### Material

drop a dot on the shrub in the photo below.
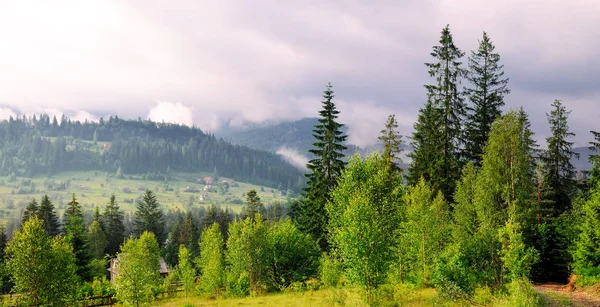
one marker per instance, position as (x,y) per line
(331,271)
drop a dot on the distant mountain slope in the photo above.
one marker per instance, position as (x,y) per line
(45,146)
(295,135)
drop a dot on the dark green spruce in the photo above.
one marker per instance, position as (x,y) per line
(486,93)
(438,132)
(324,170)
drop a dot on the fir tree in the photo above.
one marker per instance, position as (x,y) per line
(32,210)
(324,170)
(149,217)
(48,215)
(559,173)
(112,221)
(392,142)
(253,205)
(441,120)
(486,93)
(595,159)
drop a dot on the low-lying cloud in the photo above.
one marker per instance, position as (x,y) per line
(293,157)
(171,112)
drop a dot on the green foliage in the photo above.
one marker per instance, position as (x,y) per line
(135,148)
(293,256)
(392,142)
(331,271)
(586,254)
(186,271)
(42,268)
(112,224)
(486,92)
(149,217)
(364,214)
(516,256)
(76,236)
(253,205)
(138,270)
(437,137)
(425,232)
(247,248)
(97,240)
(559,173)
(211,262)
(324,171)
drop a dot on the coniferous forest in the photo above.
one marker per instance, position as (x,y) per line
(481,215)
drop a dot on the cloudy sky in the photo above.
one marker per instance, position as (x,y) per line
(215,63)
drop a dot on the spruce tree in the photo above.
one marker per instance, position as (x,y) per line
(48,215)
(595,159)
(559,173)
(324,170)
(486,93)
(76,237)
(392,142)
(442,116)
(32,210)
(149,217)
(112,221)
(253,205)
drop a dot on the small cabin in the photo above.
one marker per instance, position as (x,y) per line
(164,270)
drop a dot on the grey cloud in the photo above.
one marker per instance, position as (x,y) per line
(251,61)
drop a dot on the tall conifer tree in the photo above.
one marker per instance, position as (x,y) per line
(559,173)
(149,217)
(48,215)
(392,142)
(442,118)
(486,93)
(112,221)
(324,170)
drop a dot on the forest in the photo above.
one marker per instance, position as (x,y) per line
(481,215)
(45,146)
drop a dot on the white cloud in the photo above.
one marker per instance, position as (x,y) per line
(171,112)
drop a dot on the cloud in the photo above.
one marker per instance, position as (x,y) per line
(252,61)
(294,157)
(6,113)
(170,112)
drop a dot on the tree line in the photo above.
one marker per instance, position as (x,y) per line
(480,208)
(44,146)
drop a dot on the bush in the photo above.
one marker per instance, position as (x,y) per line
(331,271)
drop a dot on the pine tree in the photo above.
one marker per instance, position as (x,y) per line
(595,159)
(48,215)
(112,221)
(76,237)
(486,93)
(97,240)
(324,170)
(32,210)
(559,173)
(253,205)
(189,235)
(149,217)
(392,142)
(441,119)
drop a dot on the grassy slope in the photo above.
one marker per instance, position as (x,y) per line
(338,297)
(94,194)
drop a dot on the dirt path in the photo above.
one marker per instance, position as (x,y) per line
(558,295)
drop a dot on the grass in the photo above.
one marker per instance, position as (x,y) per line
(328,297)
(93,188)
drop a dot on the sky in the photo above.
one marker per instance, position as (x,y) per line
(224,63)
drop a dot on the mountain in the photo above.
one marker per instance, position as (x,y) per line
(294,135)
(43,146)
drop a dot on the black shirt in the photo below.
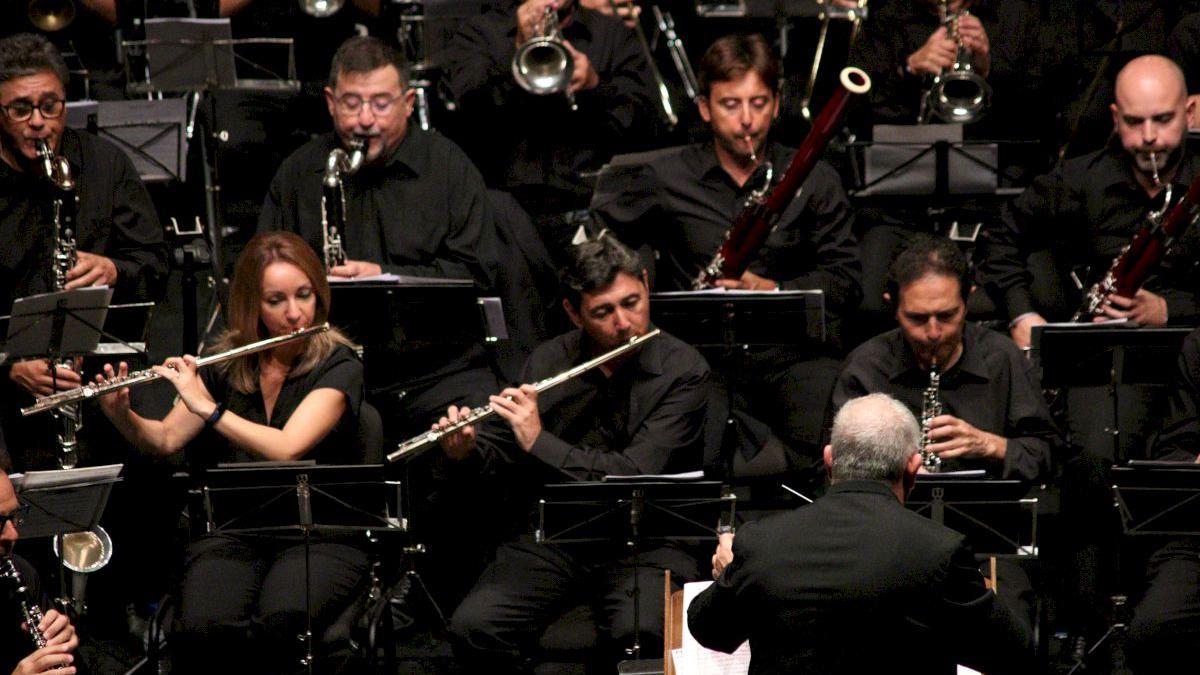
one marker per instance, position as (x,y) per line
(647,418)
(537,147)
(1085,213)
(682,202)
(341,370)
(899,29)
(114,219)
(423,213)
(991,387)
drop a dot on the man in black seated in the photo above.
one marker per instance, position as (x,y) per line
(807,586)
(417,207)
(17,649)
(994,414)
(640,413)
(682,203)
(1167,620)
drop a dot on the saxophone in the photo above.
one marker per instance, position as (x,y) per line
(930,407)
(65,255)
(30,611)
(339,165)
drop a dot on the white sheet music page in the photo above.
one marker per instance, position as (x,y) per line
(697,659)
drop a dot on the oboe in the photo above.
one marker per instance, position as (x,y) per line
(930,407)
(420,443)
(30,611)
(148,375)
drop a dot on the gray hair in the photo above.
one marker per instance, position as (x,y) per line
(873,438)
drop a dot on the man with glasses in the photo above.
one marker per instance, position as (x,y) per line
(117,230)
(17,652)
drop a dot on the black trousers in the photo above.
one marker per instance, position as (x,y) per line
(1165,626)
(243,601)
(528,585)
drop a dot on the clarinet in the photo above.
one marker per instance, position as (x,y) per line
(1156,236)
(762,210)
(30,611)
(930,407)
(65,255)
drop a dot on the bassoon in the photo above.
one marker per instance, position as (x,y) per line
(1153,238)
(761,213)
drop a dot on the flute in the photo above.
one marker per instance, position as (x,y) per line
(143,376)
(418,444)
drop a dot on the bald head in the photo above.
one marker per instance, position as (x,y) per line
(1150,115)
(874,437)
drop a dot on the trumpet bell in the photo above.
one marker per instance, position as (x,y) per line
(321,9)
(51,15)
(543,66)
(84,551)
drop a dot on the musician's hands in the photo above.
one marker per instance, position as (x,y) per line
(519,406)
(91,270)
(51,658)
(457,446)
(953,438)
(749,281)
(183,372)
(1145,308)
(583,76)
(529,16)
(1023,330)
(628,10)
(114,404)
(34,376)
(936,54)
(353,269)
(975,39)
(58,629)
(724,554)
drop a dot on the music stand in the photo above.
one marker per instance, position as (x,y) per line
(636,512)
(1091,354)
(65,502)
(741,318)
(1158,497)
(999,518)
(281,497)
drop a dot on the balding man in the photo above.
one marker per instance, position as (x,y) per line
(855,583)
(1087,209)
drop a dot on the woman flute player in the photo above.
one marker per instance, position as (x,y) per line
(243,597)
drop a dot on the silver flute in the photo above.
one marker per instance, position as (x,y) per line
(930,407)
(418,444)
(148,375)
(30,611)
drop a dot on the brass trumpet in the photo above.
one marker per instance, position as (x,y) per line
(544,65)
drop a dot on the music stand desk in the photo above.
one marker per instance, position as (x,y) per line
(724,318)
(1000,518)
(1158,497)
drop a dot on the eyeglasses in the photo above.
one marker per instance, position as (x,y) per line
(351,103)
(22,109)
(17,517)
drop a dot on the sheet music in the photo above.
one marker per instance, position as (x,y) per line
(696,659)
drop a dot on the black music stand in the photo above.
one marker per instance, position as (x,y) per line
(1091,354)
(634,511)
(285,497)
(999,518)
(1158,497)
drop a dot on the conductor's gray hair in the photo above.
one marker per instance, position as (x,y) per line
(873,438)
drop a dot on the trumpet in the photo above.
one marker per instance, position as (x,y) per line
(959,95)
(339,165)
(418,444)
(544,65)
(94,389)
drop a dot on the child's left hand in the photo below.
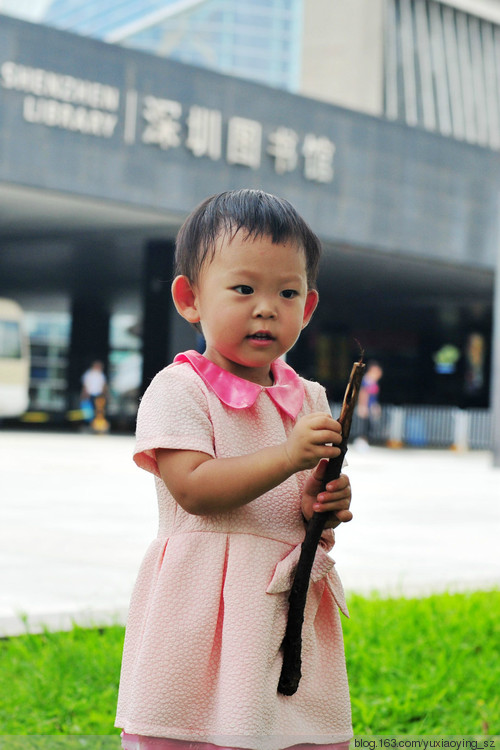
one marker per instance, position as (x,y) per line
(335,497)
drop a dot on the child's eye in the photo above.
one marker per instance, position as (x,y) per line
(243,289)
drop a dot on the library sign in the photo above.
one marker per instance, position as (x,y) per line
(91,108)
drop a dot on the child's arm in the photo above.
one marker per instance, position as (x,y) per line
(204,485)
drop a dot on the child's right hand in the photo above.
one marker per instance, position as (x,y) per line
(309,440)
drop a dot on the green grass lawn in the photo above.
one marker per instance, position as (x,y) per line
(416,666)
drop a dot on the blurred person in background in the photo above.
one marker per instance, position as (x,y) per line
(368,404)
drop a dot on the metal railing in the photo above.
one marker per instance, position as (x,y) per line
(428,426)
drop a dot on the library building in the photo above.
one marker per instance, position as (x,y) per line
(104,150)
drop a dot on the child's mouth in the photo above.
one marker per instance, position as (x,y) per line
(261,336)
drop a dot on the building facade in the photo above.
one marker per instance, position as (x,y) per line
(103,152)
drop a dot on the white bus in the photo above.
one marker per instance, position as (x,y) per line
(14,360)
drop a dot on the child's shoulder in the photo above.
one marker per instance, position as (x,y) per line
(176,380)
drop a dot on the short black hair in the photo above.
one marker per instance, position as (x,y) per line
(255,211)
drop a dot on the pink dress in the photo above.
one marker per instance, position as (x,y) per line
(202,655)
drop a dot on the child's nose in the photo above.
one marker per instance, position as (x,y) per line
(264,309)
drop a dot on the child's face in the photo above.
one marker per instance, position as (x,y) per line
(252,300)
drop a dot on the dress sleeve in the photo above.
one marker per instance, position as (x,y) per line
(173,413)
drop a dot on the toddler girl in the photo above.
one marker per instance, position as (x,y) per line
(238,444)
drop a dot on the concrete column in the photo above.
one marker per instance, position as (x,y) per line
(158,308)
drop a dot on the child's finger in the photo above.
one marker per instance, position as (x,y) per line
(320,470)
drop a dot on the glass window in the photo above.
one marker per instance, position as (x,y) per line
(10,339)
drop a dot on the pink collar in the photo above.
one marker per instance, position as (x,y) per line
(287,391)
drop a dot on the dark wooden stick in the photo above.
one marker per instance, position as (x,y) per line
(292,642)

######

> _Work required_
Reproduce exactly, with nothing added, the lines from the one that contains "drop a dot on the toddler" to the end of the data.

> _Completed exercise_
drop a dot on the toddler girl in the photo above.
one marker per instance, position as (x,y) per line
(238,444)
drop a dot on the concrete column in the photo above.
one marker per instance, position as (x,y) per line
(158,308)
drop a dot on the child's finger in the photo above.
one marker per instance, position as (x,y) per line
(320,470)
drop a dot on the glass window in the photo above.
one marker per instance, position as (x,y) per line
(10,339)
drop a dot on the pink collar in the photo above.
one marker per instance, position as (x,y) per line
(287,391)
drop a dot on the dark wooden stick in the photo above.
one marker per instance, position as (x,y) per line
(292,642)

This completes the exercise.